Le camp de Macky Sall, pour son test électoral grandeur nature depuis 2012, en juillet dernier, a été obligé de déployer des efforts colossaux pour une victoire sur le fil contestable et contestée du reste (même dans son propre camp par Alioune Badara Cissé ,l’actuel médiateur de la République) dans le département de Dakar, alors qu’un bastion tout aussi symbolique, Touba, se refuse toujours à lui céder. Pour l’instant, l’heure est à la mobilisation, mais rien ne semble présager d’une entente avec le Pds si on est dans la logique martiale du secrétaire général adjoint, Oumar Sarr, critiquant la conduite de l’audit du fichier électoral : ‘‘Le peuple doit mieux s’organiser et affronter le régime, forcer la démocratie et obtenir des élections honnêtes. Il n’y a pas d’autres voies. Nous avons la force du nombre. Ils ont les baïonnettes, les gaz lacrymogènes et les moyens de la corruption’’, a-t-il déclaré avant-hier dans un entretien au journal Dakar Times.

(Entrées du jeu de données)
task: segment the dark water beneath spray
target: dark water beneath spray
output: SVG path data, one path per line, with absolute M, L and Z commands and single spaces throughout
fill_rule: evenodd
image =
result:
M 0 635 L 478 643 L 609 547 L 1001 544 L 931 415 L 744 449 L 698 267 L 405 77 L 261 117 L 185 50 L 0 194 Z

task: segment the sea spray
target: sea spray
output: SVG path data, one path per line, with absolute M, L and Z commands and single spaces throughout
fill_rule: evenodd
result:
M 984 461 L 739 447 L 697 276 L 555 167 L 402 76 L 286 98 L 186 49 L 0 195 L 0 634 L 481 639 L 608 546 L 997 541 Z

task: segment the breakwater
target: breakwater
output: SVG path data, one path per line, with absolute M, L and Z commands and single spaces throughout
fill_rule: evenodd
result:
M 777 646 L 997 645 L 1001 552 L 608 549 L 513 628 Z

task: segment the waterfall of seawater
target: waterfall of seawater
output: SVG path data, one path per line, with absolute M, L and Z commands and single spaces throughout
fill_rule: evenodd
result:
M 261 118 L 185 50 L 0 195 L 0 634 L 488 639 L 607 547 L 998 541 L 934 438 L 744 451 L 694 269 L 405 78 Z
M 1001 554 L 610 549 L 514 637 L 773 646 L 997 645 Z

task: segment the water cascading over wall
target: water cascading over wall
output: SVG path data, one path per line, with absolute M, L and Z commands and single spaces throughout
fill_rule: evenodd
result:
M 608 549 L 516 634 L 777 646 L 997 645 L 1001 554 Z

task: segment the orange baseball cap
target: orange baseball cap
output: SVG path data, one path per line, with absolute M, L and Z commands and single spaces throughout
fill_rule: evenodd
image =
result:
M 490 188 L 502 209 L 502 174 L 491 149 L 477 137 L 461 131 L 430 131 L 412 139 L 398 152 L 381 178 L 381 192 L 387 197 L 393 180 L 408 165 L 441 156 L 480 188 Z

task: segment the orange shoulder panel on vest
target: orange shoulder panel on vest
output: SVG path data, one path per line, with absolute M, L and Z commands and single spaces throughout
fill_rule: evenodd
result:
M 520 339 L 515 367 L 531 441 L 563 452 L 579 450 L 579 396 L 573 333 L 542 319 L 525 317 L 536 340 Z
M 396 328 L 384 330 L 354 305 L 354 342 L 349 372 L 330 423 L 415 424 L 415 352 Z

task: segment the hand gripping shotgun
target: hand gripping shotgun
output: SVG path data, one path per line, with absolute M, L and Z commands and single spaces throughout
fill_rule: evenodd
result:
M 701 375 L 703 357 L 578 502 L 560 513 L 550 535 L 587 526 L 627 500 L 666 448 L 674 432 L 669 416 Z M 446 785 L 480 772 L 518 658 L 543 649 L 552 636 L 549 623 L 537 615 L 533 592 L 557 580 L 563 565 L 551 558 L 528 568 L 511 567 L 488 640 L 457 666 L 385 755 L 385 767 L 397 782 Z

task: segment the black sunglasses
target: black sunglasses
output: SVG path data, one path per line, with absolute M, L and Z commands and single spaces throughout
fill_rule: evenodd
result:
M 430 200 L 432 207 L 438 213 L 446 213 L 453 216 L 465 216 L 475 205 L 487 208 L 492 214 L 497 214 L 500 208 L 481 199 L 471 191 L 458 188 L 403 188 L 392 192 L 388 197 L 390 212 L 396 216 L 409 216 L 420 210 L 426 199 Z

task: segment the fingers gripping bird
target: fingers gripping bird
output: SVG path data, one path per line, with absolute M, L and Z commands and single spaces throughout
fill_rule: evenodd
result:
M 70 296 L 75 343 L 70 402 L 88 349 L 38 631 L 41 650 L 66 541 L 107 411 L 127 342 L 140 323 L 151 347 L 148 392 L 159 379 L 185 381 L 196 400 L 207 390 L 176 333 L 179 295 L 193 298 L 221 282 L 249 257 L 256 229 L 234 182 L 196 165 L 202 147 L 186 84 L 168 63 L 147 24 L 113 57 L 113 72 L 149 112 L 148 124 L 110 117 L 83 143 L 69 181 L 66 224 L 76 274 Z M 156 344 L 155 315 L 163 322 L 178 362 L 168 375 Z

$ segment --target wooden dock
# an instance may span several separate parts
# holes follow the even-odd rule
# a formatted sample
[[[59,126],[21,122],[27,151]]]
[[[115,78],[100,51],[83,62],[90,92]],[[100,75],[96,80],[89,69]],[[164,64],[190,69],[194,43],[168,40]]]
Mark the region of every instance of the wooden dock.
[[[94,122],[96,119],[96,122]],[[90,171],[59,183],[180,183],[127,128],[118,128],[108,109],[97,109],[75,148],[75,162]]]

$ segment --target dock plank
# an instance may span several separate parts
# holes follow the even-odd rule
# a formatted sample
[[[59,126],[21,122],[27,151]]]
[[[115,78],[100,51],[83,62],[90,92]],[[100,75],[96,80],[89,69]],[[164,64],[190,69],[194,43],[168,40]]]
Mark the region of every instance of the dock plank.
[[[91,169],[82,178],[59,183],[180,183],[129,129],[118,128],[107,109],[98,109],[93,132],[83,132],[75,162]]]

:: Activité ::
Ces affirmations concordent-elles avec le texte source ? Répondez à chacune par oui ou non en citant les mots décisifs du texte.
1. Oumar Sarr est présenté comme secrétaire général adjoint.
2. Touba a cédé au camp de Macky Sall.
3. Oumar Sarr s'est exprimé dans un entretien au journal Dakar Times.

:: Corrigé rédigé ::
1. Oui : « du secrétaire général adjoint, Oumar Sarr »
2. Non : « Touba, se refuse toujours à lui céder »
3. Oui : « a-t-il déclaré avant-hier dans un entretien au journal Dakar Times »